**Extrait à lire**.

►

Les projets de science-fiction dans le monde de la bande-dessinée se multiplient. Ce qui n'est pas pour nous déplaire.
Glénat BD nous offre cette fois la traduction de Little Bird, premier projet du réalisateur et auteur canadien Darcy van Poelgeest chez l'éditeur indépendant Image Comics.
Au dessin, on retrouve le génial Ian Bertram (Dans l'antre de la pénitence) épaulé par les couleurs de Matt Hollingsworth (Preacher, The Wake).
Une équipe de choc donc qui mise sur un sous-genre particulièrement en vogue : la dystopie post-apocalyptique.

Dans un futur indéterminé, l'Empire Américain est devenu une dictature fasciste, agressive et théocratique. Depuis trente ans, la guerre fait rage sur le continent Nord-Américain et seule une poignée de rebelles se dressent encore contre le Nouveau Vatican et son Évêque Tout-Puissant.
Parmi eux, une jeune fille du nom de Tantoo, surnommée Petit Oiseau, et sa mère. Lorsque cette dernière s'apprête à affronter l'envahisseur dans un ultime affrontement, Petit Oiseau comprend que ce sera bientôt à elle de lutter envers et contre tous.
Bien décidée à renverser l'Évêque et ses sbires, elle fait chemin vers le Nord, pour retrouver le dernier héros canadien : La Hache. Pour libérer le peuple, le Nord, et perpétuer le Rêve.
C'est dans un récit abrupt que nous entraîne Darcy van Poelgeest avec Little Bird. le monde tel que nous le connaissons n'existe plus, il a changé, évolué. Des mutations ont entraînés l'apparition de nouvelles espèces (qui ne sont jamais le coeur du récit) et certains hommes sont venus au monde avec un gêne très particulier qui les rend quasiment indestructibles : le gêne de la résurrection.

◄

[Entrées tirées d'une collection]

►

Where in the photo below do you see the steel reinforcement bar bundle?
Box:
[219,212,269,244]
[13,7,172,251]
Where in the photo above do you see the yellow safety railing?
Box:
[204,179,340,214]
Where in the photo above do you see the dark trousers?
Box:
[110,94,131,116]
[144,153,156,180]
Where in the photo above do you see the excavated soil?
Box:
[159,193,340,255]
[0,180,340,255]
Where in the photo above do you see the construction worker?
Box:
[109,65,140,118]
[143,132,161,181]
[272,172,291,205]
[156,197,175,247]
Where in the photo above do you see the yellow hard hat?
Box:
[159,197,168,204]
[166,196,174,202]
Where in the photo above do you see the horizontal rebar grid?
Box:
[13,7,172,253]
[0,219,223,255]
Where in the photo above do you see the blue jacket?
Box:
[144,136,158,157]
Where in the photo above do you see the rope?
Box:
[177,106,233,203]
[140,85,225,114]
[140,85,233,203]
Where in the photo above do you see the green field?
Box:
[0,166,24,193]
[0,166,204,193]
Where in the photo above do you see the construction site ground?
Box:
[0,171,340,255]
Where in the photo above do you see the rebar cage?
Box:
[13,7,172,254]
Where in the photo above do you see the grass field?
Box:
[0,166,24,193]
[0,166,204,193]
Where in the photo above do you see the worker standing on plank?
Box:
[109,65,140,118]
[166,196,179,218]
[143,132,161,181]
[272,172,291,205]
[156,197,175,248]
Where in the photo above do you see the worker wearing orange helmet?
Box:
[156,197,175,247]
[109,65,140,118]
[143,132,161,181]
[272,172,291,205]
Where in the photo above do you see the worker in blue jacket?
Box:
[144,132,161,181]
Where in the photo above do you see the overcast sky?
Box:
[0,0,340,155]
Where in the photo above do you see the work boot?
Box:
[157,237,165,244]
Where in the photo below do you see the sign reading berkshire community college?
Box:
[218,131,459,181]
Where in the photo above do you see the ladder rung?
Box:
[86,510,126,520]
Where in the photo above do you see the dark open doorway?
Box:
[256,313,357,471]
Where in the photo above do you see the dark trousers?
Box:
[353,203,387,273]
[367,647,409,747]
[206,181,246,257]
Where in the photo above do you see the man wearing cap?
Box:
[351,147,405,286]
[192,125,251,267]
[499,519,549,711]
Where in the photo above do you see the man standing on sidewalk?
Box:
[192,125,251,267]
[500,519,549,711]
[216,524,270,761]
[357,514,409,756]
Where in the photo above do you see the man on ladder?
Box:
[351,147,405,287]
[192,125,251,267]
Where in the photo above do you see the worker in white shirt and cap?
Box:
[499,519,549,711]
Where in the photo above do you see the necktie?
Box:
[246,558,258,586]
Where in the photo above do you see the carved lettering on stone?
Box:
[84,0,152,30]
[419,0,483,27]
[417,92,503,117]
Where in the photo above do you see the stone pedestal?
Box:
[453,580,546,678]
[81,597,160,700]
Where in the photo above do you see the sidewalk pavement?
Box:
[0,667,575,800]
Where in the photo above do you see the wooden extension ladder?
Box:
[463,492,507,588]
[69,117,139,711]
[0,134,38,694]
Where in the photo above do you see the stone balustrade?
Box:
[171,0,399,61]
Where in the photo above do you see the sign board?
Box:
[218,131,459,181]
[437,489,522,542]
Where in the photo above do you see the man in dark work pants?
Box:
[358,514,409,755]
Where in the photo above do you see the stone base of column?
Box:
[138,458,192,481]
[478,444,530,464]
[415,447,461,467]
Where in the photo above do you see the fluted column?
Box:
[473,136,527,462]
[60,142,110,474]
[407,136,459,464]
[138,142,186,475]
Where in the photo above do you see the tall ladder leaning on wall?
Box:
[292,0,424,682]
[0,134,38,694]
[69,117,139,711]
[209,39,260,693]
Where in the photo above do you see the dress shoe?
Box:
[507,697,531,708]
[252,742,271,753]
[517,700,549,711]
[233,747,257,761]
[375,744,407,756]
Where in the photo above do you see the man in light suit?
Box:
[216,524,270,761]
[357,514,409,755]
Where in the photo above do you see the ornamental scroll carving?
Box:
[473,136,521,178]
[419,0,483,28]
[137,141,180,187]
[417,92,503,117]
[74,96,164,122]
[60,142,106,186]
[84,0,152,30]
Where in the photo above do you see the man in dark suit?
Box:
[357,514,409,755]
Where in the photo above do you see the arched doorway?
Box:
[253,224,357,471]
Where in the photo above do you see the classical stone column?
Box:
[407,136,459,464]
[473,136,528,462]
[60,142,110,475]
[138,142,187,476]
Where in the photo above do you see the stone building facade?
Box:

◄

**Travail demandé**.
(a) Selon la critique de Little Bird, quel surnom porte la jeune Tantoo ?
(b) Poursuivez la critique de Little Bird à partir de sa dernière phrase.

**Corrigé**.
(a) Elle est surnommée Petit Oiseau.

(b)
Rejetée par l'Église, ou plutôt par l'horrible système totalitaire et ultra-violent qu'elle est devenue, cette évolution fait l'objet d'une traque impitoyable. Une traque d'autant plus sanglante qu'elle coïncide avec l'hégémonie de l'Empire Américain sur le reste du monde et notamment sur la résistance canadienne, dernière encore en lutte.
L'histoire débute pourtant avec la quasi-annihilation de celle-ci et le début d'une aventure pleine de rage et de vengeance, celle de Petit Oiseau.

À première vue, ce futur n'a rien de vraiment original. À première vue seulement.
Car le trait de Ian Bertram et l'univers coincé quelque part entre les délires d'un Jodorowsky et la patte graphique d'un Moebius transforme ce qui n'aurait pu être qu'une énième balade en terrain post-apocalyptique en une histoire poignante, violente et passionnante.
Grâce au récit de Darcy van Poelgeest d'abord, qui prend des détours inattendus et pousse la violence et l'univers catho-totalitaire à son paroxysme servi par un délire science-fictif aussi réjouissant que glaçant.
Par les personnages ensuite, et cette histoire proto-familiale entre Petit Oiseau, Gabriel et l'Évêque. Une histoire de vengeance, de colère et d'amertume où le monde vacille sur ses bases à cause de l'intolérance et de la folie des hommes.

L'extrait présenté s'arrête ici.